◆ **TEXT SHOWN**:
☆ ☆ ☆ ☆

Advanced Therapeutics Program drives adoption of health preserving medications

UMass Memorial Health’s new Advanced Therapeutics Program’s multidisciplinary approach connects eligible patients with innovative cardiometabolic therapeutics and alleviates the burden for primary care doctors.
Advanced Therapeutics Team

Photo above: Members of the Advanced Therapeutics (ATRx) team meet regularly to discuss patients who may benefit from the program. From left to right: David McManus, MD; Sandy Aiello, ACNP; Michael Hyder, MD; and Eric Alper, MD (Photo credit: Matt Wright).

The UMass Memorial Health Advanced Therapeutics (ATRx) program has been operational for only six months, but it is already breaking down barriers that prevent patients with diabetes, heart and kidney diseases from accessing the latest in cardiometabolic therapeutics. In the short time since being established, the ATRx program, in close collaboration with the UMass Memorial Health specialty pharmacy, has successfully enrolled over 120 patients.

The world of medicine is constantly evolving and producing innovative therapeutics. While these new prescriptions are beneficial, they often require significant coordination by care teams and are thereby prescribed by specialists more often than by primary care physicians (PCPs).

The benefits of the Advanced Therapeutics program are twofold. PCPs collaborate with the ATRx team to identify patients who would benefit from these advanced therapeutics, which reduces the burden placed on the PCP teams. Additionally, patients receive highly individualized care based on their medical needs, circumstances and finances. From how to use the medication properly to navigating health insurance coverage, the ATRx team supports patients every step of the way.

☆ ☆ ☆ ☆

◆ **SUPPLIED INFORMATION**:
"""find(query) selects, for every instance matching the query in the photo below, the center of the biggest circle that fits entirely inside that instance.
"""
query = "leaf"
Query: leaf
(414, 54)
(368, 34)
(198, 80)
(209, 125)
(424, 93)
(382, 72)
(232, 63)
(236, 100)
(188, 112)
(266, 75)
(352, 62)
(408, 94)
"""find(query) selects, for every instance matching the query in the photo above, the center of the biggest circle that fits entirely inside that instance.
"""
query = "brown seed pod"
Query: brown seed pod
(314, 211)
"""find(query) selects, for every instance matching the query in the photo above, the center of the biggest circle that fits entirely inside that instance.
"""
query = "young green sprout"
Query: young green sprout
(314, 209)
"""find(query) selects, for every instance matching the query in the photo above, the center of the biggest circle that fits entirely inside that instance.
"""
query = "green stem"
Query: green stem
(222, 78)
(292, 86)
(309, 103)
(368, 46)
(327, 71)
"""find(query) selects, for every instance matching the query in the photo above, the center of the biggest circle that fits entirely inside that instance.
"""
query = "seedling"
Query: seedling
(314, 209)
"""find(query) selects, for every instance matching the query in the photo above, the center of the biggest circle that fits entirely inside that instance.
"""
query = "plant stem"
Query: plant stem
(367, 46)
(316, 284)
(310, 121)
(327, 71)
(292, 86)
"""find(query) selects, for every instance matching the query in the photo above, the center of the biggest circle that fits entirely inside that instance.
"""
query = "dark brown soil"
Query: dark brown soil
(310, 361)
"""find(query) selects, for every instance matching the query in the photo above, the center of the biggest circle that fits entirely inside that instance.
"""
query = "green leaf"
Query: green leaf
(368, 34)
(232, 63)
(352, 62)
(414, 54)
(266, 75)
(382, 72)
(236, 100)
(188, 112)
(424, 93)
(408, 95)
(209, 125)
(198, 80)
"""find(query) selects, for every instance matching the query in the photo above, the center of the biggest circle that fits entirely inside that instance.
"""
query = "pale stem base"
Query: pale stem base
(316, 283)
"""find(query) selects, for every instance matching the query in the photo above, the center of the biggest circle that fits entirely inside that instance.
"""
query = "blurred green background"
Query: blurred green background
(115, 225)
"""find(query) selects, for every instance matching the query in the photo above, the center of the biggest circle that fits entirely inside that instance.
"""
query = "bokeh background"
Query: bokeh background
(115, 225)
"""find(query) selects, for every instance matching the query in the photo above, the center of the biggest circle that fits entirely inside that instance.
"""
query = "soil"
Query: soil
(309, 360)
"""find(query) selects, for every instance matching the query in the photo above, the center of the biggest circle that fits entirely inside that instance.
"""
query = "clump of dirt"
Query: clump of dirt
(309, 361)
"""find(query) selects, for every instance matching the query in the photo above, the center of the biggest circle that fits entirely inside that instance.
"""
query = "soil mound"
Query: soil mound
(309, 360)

☆ ☆ ☆ ☆

◆ **BRIEF**:
Extract the stretch from "Photo above: Members" through "over 120 patients." in the Advanced Therapeutics Program article above, copying it word for word.

◆ **OUTPUT BELOW**:
Photo above: Members of the Advanced Therapeutics (ATRx) team meet regularly to discuss patients who may benefit from the program. From left to right: David McManus, MD; Sandy Aiello, ACNP; Michael Hyder, MD; and Eric Alper, MD (Photo credit: Matt Wright).

The UMass Memorial Health Advanced Therapeutics (ATRx) program has been operational for only six months, but it is already breaking down barriers that prevent patients with diabetes, heart and kidney diseases from accessing the latest in cardiometabolic therapeutics. In the short time since being established, the ATRx program, in close collaboration with the UMass Memorial Health specialty pharmacy, has successfully enrolled over 120 patients.